- Task
Everything from the line containing "bedspread in the photo above." to the final line of the records below should be given again exactly, and nothing else.

------ Supplied entries

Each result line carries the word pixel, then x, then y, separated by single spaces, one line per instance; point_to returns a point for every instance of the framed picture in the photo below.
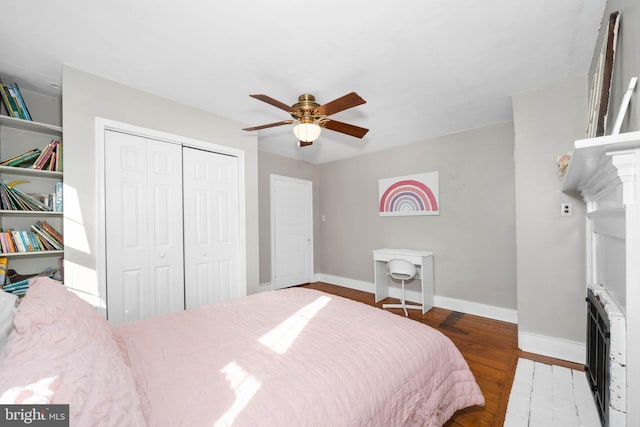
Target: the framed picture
pixel 601 84
pixel 409 195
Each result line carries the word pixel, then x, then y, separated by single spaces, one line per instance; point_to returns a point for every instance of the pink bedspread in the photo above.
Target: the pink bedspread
pixel 295 357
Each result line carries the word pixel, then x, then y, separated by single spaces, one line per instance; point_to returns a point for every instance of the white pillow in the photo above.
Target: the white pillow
pixel 8 304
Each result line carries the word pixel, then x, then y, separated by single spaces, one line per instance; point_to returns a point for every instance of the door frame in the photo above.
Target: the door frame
pixel 273 179
pixel 101 126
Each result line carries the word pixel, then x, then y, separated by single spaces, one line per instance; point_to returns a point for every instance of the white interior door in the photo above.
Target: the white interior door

------------

- Output for this task
Each result line carries the word pixel, then x, then y, separated by single spaces, one line per instance; point_to returns a point for every instance of the pink bedspread in the photo above.
Target: the pink bedspread
pixel 295 357
Each result line carries the word pixel, then x, then y, separated by single spaces, one line per instance; point_to returns a point for every instance of the white pillow in the photo above.
Target: the white pillow
pixel 8 304
Each result line carries the word pixel, then x, then y, separated by single spaces, one line per instance; point_to returns a point for every instance of the door frame in the photo above.
Target: the door frame
pixel 273 179
pixel 101 126
Each result line carries the word pixel, then x, then y, separated by single spaces, one line per instance; point_to returns a point for every instance of the white interior door in the photo above.
Target: the white interior door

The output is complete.